> [Things to do]:
1. Could you repeat, word for word, the stretch of the homily from "This verse seems" through "we can understand."?
2. Can you pick up the homily on Our Lady of Guadalupe after its final sentence and carry it forward?

> [Passage to read]:
====================

Wednesday, December 3, 2008

Homily: December 3, 2008 [Our Lady of Guadalupe]

The most recently released Bob Dylan album [Tell Tale Signs] has a song on it I’ve wanted to hear since word of its existence spread early in this decade. It’s called “Red River Shore”, and it was recorded for but left out of Dylan’s 2001 disc, Time Out Of Mind. “Red River Shore” is a song about human pain, disappointment, and longing. In the final stanza, the song’s speaker tells of “a man full of sorrow and strife” who could bring dead people “on back to life”. In passing he wonders aloud about this man in these words:

Well I don't know what kind of language he used
Or if they do that kind of thing anymore

This verse seems to be a description of Jesus by a man who has only heard a rumor about him. The phrase that continues to stick with me as I think about “Red River Shore” is those lines, “Well I don't know what kind of language he used / Or if they do that kind of thing anymore.” Even as he tries to imagine someone like Jesus, the man in this song wonders first about what kind of language he used. We all, it seems, want to hear someone talk to us (even about hard things) in words we can understand.
“Let it be with me according to your word.” That’s what Mary said to Gabriel when she was told about the noble but hard ministry God had appointed for her. “Let it be with me according to your word” might also best describe the interaction between the Virgin of Guadalupe and Juan Diego on the hill Tepayac at her apparition on December 9, 1531. The Virgin spoke to Juan Diego in his native language, Nahuatl, asking that a church be built on this hill in her honor. Juan Diego ran to tell the courtly Spanish bishop, Juan de Zumarraga, about the vision, and the bishop asked for a sign that he could recognize, which is itself a kind of language. Juan Diego returned to the hill and the Virgin told him to pick the flowers, which turned out to be the finest springtime Castilian roses growing in early winter. More than that, when Juan Diego put those roses in his tilma, they left the imprint of the Virgin’s visage on the inside of his cloak.

====================

> [Given entries]:
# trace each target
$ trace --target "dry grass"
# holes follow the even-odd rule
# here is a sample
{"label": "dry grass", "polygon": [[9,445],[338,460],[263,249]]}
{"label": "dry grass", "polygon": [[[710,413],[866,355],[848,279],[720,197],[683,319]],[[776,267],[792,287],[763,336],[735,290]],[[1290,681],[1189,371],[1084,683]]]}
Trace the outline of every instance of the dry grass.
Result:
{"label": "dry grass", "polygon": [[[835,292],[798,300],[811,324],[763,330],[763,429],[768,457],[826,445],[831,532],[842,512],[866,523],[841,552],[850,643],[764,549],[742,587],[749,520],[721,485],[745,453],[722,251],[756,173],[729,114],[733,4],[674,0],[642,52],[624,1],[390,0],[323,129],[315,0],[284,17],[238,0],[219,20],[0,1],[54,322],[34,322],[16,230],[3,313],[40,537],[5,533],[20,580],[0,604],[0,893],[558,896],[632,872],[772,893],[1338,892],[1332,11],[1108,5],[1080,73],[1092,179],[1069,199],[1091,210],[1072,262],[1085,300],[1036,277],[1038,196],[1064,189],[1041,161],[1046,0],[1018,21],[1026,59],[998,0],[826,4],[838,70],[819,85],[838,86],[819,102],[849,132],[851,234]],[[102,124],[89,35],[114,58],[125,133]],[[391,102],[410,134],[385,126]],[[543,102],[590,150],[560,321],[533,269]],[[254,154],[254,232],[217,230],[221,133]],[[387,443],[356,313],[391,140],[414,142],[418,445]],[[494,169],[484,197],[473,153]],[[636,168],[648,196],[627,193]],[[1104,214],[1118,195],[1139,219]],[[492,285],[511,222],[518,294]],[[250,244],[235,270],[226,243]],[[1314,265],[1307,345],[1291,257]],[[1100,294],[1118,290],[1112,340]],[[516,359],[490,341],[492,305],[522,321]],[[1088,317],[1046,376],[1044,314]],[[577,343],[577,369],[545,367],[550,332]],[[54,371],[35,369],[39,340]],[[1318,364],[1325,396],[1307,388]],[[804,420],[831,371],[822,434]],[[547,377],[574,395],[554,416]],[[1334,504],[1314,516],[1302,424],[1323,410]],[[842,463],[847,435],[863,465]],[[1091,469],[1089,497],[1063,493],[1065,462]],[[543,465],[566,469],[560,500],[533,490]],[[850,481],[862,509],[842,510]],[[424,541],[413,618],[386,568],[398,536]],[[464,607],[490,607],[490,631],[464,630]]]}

====================

> [Answers to the exercise]:
1.
This verse seems to be a description of Jesus by a man who has only heard a rumor about him. The phrase that continues to stick with me as I think about “Red River Shore” is those lines, “Well I don't know what kind of language he used / Or if they do that kind of thing anymore.” Even as he tries to imagine someone like Jesus, the man in this song wonders first about what kind of language he used. We all, it seems, want to hear someone talk to us (even about hard things) in words we can understand.

2.
“Let it be with me according to your word.” The Virgin spoke in Nahuatl to Juan Diego and in the language of Catholic symbols to Bishop de Zumárraga. In response to the hunger which Bob Dylan expresses for someone to talk to us of life and love in a language we can understand, we have a story about miraculous cross-cultural communication, a kind of Renaissance Mexico version of Pentecost. No wonder the Feast of Our Lady of Guadalupe has become Mexico’s national celebration of religious and cultural identity. Cynics might see this story as an exercise in cultural imperialism, the Roman church appropriating the images and language of Aztec culture on which to overlay Christian teachings. But a more hospitable reading of the story would suggest that this legend exemplifies what Christians have done in every age and setting—that is, to appropriate the idioms of indigenous culture to give local expression to the Gospel. Strictly speaking, Christianity has no culture at all outside of the local ones it has come to inhabit. When is the last time you heard Aramaic spoken in church?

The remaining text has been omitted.